Task — Reproduce word for word every line of the items from the one containing "[locate] white window" through the end of the items, both ends included.

Supplied records —
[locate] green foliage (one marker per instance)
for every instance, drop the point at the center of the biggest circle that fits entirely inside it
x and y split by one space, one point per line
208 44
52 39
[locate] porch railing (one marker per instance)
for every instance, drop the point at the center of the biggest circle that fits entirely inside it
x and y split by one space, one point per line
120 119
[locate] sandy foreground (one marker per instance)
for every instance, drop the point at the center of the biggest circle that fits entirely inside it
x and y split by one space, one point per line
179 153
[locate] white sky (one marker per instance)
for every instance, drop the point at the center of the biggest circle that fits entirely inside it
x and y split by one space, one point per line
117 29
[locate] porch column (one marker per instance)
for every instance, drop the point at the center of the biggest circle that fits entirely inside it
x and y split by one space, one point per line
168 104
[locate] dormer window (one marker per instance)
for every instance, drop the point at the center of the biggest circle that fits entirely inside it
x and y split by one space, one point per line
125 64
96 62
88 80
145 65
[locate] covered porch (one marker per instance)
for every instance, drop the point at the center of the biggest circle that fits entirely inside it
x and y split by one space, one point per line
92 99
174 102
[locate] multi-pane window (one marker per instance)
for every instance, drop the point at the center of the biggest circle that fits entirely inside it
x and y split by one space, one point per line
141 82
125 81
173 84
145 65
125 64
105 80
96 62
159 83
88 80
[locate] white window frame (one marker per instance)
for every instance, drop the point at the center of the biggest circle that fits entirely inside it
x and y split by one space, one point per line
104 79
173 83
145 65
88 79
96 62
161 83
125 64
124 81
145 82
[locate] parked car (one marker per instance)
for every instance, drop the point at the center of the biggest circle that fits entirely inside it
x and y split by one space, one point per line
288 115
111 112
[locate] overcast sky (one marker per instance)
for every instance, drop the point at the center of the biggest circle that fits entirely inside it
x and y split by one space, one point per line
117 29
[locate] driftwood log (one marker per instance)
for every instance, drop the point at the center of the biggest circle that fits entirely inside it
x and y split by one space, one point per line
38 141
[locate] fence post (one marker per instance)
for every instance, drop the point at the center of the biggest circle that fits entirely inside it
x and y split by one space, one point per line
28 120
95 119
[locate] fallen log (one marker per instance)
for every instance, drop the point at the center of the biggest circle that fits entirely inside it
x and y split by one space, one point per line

Final result —
[locate] white window frame (one marker per instance)
for every instance, drop the point at the center of the biggest circle that fits entirely inside it
x and y split by one space, one point per line
104 79
173 83
145 65
88 79
96 62
161 83
125 64
124 81
145 82
[locate] parked car (one marker per instance)
for every instance, drop the point at the center of the biggest circle that fits entirely inside it
x and y split by one space, one point per line
288 115
111 112
[locate] overcast sky (one marker per instance)
for every instance, drop the point at the center of the biggest circle that fits entirely inside it
x and y split by one space, one point per line
117 29
[locate] driftwood log (one marker per instance)
for every instance, drop the point at the center of the biggest circle that fits entirely inside it
x and y split by one space, one point per line
38 141
[locate] fence post (one marker per instance)
for every instance, drop the point at the center of the biggest circle that fits entirely inside it
x and y split by one space, one point per line
28 120
95 119
[locate] fallen log (one marker per instance)
for every instance, drop the point at the center of the biggest circle that fits entirely inside it
x and y split by one space, one point per line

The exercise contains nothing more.